Records from a data collection:
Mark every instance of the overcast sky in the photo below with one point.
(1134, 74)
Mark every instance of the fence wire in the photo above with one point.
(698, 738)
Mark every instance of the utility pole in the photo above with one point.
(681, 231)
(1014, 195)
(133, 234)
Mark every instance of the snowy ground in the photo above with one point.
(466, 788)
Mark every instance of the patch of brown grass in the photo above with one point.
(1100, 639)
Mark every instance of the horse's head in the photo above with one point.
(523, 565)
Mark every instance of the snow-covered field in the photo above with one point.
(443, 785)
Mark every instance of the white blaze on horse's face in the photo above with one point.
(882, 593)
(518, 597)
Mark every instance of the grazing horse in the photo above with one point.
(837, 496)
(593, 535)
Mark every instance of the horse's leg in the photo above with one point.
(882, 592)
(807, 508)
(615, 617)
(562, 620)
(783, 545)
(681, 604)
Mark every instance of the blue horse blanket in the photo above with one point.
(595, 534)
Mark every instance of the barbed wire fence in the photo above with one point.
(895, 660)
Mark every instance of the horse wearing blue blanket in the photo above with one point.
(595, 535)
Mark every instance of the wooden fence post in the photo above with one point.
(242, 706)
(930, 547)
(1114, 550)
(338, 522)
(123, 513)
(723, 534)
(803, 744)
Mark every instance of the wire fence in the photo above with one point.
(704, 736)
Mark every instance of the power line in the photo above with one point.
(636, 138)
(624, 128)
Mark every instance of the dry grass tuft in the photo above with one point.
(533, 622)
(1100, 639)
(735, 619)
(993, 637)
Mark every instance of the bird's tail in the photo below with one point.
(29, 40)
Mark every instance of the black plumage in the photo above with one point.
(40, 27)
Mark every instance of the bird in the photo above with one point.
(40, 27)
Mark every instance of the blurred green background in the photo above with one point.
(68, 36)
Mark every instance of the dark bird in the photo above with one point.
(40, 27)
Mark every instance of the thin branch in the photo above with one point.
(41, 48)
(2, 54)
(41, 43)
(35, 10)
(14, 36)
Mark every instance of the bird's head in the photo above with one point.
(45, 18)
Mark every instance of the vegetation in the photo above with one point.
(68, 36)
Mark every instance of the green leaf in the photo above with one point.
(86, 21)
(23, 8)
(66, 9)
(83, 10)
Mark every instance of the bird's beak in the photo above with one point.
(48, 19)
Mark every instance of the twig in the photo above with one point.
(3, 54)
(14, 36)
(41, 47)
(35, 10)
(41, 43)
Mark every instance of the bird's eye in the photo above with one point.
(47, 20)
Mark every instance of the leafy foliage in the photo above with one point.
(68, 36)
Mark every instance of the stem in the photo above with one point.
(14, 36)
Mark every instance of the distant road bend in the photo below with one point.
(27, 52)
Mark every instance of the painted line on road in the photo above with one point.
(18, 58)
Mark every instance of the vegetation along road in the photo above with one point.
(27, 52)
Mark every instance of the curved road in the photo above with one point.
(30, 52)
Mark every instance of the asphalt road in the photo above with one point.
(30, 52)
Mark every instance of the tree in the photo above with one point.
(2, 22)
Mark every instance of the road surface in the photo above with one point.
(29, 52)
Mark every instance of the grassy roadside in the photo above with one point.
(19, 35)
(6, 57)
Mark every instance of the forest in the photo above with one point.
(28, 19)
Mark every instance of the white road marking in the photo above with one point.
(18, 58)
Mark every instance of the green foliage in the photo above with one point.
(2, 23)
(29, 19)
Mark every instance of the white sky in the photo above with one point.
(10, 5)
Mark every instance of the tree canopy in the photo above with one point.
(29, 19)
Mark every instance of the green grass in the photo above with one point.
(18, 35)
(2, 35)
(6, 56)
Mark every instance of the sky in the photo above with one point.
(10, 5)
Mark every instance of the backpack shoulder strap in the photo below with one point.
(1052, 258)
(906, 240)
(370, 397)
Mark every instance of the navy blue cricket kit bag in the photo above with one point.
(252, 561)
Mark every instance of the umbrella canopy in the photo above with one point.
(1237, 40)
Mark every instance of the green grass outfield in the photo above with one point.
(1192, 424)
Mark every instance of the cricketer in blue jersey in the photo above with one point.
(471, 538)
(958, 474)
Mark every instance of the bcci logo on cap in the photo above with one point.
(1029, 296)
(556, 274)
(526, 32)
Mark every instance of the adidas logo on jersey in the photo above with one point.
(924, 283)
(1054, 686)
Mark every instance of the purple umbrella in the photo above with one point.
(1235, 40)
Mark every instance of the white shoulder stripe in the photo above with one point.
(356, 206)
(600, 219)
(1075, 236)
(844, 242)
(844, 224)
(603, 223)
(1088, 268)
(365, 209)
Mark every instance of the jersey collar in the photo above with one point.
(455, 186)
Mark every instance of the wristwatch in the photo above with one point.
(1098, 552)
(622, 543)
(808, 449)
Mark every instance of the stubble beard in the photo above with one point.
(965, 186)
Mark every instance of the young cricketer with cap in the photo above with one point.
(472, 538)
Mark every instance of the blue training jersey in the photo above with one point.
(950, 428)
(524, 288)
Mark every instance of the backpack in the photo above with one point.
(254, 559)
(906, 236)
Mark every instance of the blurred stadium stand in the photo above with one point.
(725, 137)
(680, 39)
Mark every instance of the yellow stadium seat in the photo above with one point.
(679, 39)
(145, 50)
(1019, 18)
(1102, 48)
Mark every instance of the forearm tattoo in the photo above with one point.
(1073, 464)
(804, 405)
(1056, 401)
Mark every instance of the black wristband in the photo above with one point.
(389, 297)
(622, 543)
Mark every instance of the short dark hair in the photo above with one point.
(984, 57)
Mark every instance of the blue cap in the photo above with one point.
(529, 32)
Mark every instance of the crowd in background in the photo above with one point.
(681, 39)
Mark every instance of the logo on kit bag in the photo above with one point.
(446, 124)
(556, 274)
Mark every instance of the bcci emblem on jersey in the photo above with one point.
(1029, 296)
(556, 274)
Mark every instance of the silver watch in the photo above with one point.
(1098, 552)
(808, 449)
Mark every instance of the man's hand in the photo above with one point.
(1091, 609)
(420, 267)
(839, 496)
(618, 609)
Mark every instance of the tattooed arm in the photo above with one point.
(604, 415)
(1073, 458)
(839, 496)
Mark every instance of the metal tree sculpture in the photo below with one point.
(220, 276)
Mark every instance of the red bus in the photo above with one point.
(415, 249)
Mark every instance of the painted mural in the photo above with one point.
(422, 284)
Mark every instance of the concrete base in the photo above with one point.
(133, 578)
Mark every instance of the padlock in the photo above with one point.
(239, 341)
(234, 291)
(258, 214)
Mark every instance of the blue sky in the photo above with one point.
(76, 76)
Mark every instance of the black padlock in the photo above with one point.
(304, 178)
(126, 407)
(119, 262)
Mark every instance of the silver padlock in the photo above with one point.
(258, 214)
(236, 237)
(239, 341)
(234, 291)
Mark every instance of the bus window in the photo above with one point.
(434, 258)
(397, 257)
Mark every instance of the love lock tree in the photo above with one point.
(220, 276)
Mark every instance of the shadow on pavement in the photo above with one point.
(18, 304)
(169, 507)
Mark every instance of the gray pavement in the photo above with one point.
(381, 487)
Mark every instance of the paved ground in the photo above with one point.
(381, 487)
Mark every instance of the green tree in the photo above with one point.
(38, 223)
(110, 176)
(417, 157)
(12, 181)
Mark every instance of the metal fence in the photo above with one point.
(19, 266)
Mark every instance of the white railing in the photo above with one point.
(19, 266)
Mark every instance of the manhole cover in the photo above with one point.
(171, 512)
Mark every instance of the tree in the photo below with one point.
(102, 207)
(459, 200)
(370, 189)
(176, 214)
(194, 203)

### WHAT TO DO
Each record above must be transcribed exactly, and none may be skipped.

### EXERCISE SOLUTION
Mark every instance of the overcast sky in the photo below with one point.
(1134, 74)
Mark every instance of the fence wire in the photo above with one point.
(698, 738)
Mark every instance of the utility pole in the photo above with one point.
(681, 231)
(1014, 195)
(133, 234)
Mark every instance of the snowy ground in the photo above with one point.
(466, 788)
Mark every instance of the patch of brown grass in the photo above with one point.
(1100, 639)
Mark every instance of the horse's head in the photo above with one point.
(523, 565)
Mark every instance of the snow-covered field in the photo above with one point.
(443, 785)
Mark every instance of the white blaze on horse's face in the photo above with one point.
(882, 593)
(518, 597)
Mark every instance of the grazing horse in the photo above with one point.
(837, 496)
(593, 535)
Mark every instance of the horse's leg in the photo above with one point.
(882, 592)
(807, 508)
(615, 617)
(562, 620)
(783, 545)
(681, 604)
Mark every instance of the blue horse blanket in the photo above with one point.
(595, 534)
Mark every instance of the barbed wire fence in the photo above with one point.
(895, 660)
Mark every instance of the horse wearing blue blanket in the photo above with one point.
(595, 535)
Mark every instance of the wooden fence post in the photo above with one point.
(242, 706)
(930, 547)
(1114, 550)
(338, 522)
(123, 513)
(723, 534)
(803, 744)
Mark every instance of the wire fence in the photo above with one point.
(704, 736)
Mark every instance of the power line in the photo above with one point.
(636, 138)
(624, 128)
Mark every instance of the dry grass tuft in the photo above with one point.
(533, 622)
(1100, 639)
(735, 619)
(993, 637)
Mark every instance of the bird's tail in the photo below with one point.
(29, 40)
Mark every instance of the black plumage in the photo above with one point.
(40, 27)
Mark every instance of the bird in the photo above with one point.
(40, 27)
Mark every instance of the blurred green background in the photo above with one point.
(68, 36)
Mark every instance of the dark bird in the photo above with one point.
(40, 27)
Mark every instance of the thin branch in the photo above with one point.
(41, 48)
(2, 54)
(41, 43)
(35, 10)
(14, 36)
Mark every instance of the bird's head in the photo above with one point.
(45, 18)
Mark every instance of the vegetation in the photo above with one point.
(68, 36)
Mark every instance of the green leaf in the photo above with one point.
(86, 21)
(23, 8)
(66, 9)
(83, 10)
Mark every instance of the bird's beak in the photo above with one point.
(48, 19)
Mark every instance of the twig in the photo above with one point.
(3, 54)
(14, 36)
(41, 47)
(35, 10)
(41, 43)
Mark every instance of the bird's eye in the photo above with one point.
(47, 20)
Mark every instance of the leafy foliage in the photo above with one point.
(68, 36)
Mark every instance of the stem in the photo above with one point.
(14, 36)
Mark every instance of the distant road bend in the photo below with one point.
(27, 52)
Mark every instance of the painted line on road in the photo above with one point.
(18, 58)
Mark every instance of the vegetation along road in the photo above with one point.
(27, 52)
Mark every instance of the curved road in the photo above with one point.
(30, 52)
Mark every instance of the asphalt road in the photo above with one point.
(30, 52)
Mark every instance of the tree in the photo above with one point.
(2, 22)
Mark every instance of the road surface in the photo above with one point.
(29, 52)
Mark every instance of the grassy roadside in the photo above with one point.
(19, 35)
(6, 57)
Mark every instance of the forest in the photo above with one point.
(28, 19)
Mark every instance of the white road marking in the photo above with one point.
(18, 58)
Mark every instance of the green foliage in the photo above with one point.
(2, 23)
(29, 19)
Mark every instance of the white sky in the photo above with one point.
(10, 5)
Mark every instance of the tree canopy in the photo above with one point.
(29, 19)
Mark every instance of the green grass in the photo above with one point.
(18, 35)
(2, 35)
(6, 56)
Mark every instance of the sky in the photo above with one point.
(10, 5)
Mark every instance of the backpack shoulder strap in the photo below with one point.
(1052, 258)
(906, 240)
(370, 397)
Mark every instance of the navy blue cricket kit bag in the photo above with one point.
(252, 561)
Mark every instance of the umbrella canopy in the photo above with one point.
(1237, 40)
Mark every instance of the green grass outfield in the photo above with one point.
(1192, 424)
Mark every instance of the cricketer in blue jersey in the photo above with one point.
(471, 538)
(958, 474)
Mark every instance of the bcci logo on cap in the photo above with one point.
(1029, 296)
(556, 274)
(526, 32)
Mark every instance of the adidas logo on jersey in the photo above with one point.
(924, 283)
(1054, 686)
Mark every instance of the purple umbrella in the photo above with one point.
(1235, 40)
Mark every instance of the white shoulder stripe in the photo above with one point.
(356, 206)
(600, 219)
(1075, 236)
(844, 242)
(844, 224)
(603, 223)
(1088, 268)
(365, 209)
Mark every instance of the jersey collar in the photo above with one point.
(455, 186)
Mark every instance of the wristwatch in the photo above with one point.
(1098, 552)
(622, 543)
(808, 449)
Mark every instance of the stubble beard in the photo above with one point.
(965, 186)
Mark every instance of the young cricketer with cap in the photo above with one point.
(472, 538)
Mark every instance of the blue training jersey in the photo above with one point.
(950, 428)
(524, 288)
Mark every instance of the backpack in the photo above with one point.
(254, 559)
(906, 236)
Mark every instance of the blurred stadium stand in the photo above with one point.
(725, 137)
(680, 39)
Mark every instance of the yellow stadium seat in the photo above with one point.
(679, 39)
(145, 50)
(1019, 18)
(1102, 48)
Mark every instance of the forearm tattoo in the photo above with one point.
(1073, 464)
(804, 405)
(1056, 401)
Mark every instance of the black wristband in the photo above with one point.
(389, 297)
(622, 543)
Mark every instance of the short dark hair in the photo above with one point.
(984, 57)
Mark every instance of the blue cap in the photo above with one point.
(529, 32)
Mark every instance of the crowd in background in the photo above with one point.
(681, 39)
Mark every instance of the logo on kit bag in the photo above with one point.
(446, 124)
(556, 274)
Mark every instance of the bcci emblem on jersey in the photo above with one point.
(1029, 296)
(556, 274)
Mark every instance of the silver watch in the photo above with one point.
(1098, 552)
(808, 449)
Mark every instance of the man's hand in the photo above with one point.
(1091, 609)
(420, 267)
(839, 496)
(618, 609)
Mark every instance of the tattooed arm in the photo above with one point.
(604, 415)
(1073, 458)
(839, 496)
Mark every instance of the metal tree sculpture in the photo below with one point.
(220, 276)
Mark every instance of the red bus in the photo above with one point.
(415, 249)
Mark every instance of the painted mural in the photo above with one point.
(422, 284)
Mark every instance of the concrete base in the photo above with one point.
(133, 578)
Mark every instance of the padlock in the photo above with one point.
(239, 341)
(234, 291)
(258, 214)
Mark every instance of the blue sky in the photo above with one point.
(76, 76)
Mark every instance of the black padlock in the photo above with one point.
(304, 178)
(126, 407)
(119, 262)
Mark every instance of the silver padlock in the photo above with one point.
(258, 214)
(236, 237)
(239, 341)
(234, 291)
Mark every instance of the bus window in the photo above with one point.
(434, 258)
(397, 257)
Mark every instance of the love lock tree in the photo above with one point.
(220, 276)
Mark every instance of the shadow on pavement in the photo above with one point.
(18, 304)
(169, 507)
Mark every instance of the gray pavement in the photo above with one point.
(381, 487)
Mark every instance of the paved ground in the photo above with one point.
(381, 487)
Mark every instance of the green tree in the photo above with one point.
(38, 223)
(110, 176)
(417, 157)
(12, 181)
Mark every instance of the metal fence in the photo above with one point.
(19, 266)
Mark every instance of the white railing in the photo above with one point.
(19, 266)
Mark every instance of the manhole cover in the photo above with one point.
(171, 512)
Mark every instance of the tree in the photo below with one point.
(102, 207)
(459, 200)
(370, 189)
(176, 214)
(194, 203)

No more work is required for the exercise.